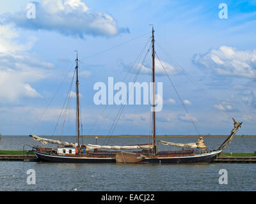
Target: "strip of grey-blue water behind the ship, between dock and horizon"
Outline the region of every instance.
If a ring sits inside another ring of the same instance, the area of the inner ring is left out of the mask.
[[[43,136],[44,138],[51,138],[53,140],[60,140],[60,137]],[[224,142],[225,137],[210,137],[204,138],[205,144],[208,149],[219,147]],[[62,140],[65,142],[76,142],[74,136],[63,136]],[[84,143],[95,144],[95,138],[83,138]],[[157,140],[164,140],[174,143],[191,143],[196,142],[198,137],[170,137],[170,138],[157,138]],[[111,138],[98,138],[97,144],[100,145],[133,145],[152,142],[148,137],[111,137]],[[0,140],[0,150],[22,150],[24,144],[28,145],[42,145],[35,142],[29,136],[2,136]],[[47,144],[46,147],[56,147],[56,145]],[[170,147],[159,145],[159,150],[169,149]],[[172,147],[173,149],[180,149],[179,147]],[[29,147],[26,147],[29,149]],[[30,148],[31,149],[31,148]],[[256,151],[256,137],[235,137],[231,143],[228,144],[225,152],[254,152]]]

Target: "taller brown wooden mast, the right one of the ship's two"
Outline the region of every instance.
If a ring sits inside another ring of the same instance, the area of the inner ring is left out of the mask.
[[[156,95],[155,95],[155,46],[154,46],[154,26],[152,26],[152,82],[153,82],[153,145],[156,154]]]

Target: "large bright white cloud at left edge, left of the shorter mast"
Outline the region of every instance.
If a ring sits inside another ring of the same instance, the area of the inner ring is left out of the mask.
[[[6,33],[4,32],[6,31]],[[26,52],[34,40],[19,44],[19,36],[10,26],[0,26],[0,101],[17,102],[20,98],[42,97],[31,83],[49,77],[53,65],[40,61],[36,55]],[[29,45],[29,46],[28,46]]]

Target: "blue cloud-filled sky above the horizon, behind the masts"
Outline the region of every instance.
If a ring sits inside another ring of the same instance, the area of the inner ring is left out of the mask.
[[[0,133],[76,134],[74,84],[67,94],[77,50],[83,135],[152,134],[150,105],[93,100],[109,77],[149,84],[150,24],[163,83],[157,135],[229,135],[232,117],[243,122],[237,135],[256,135],[256,1],[242,0],[1,1]]]

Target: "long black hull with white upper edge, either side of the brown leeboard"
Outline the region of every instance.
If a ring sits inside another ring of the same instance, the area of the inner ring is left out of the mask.
[[[146,157],[138,163],[206,164],[215,159],[220,152],[221,150],[205,154],[196,154],[195,156]],[[115,158],[56,156],[36,151],[35,155],[39,161],[54,163],[116,163]]]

▸ **DIRECTIONS**
Report the number of lines of the listing above that hold the string "cloud", with no other text.

▸ **COMPLETED TASK**
2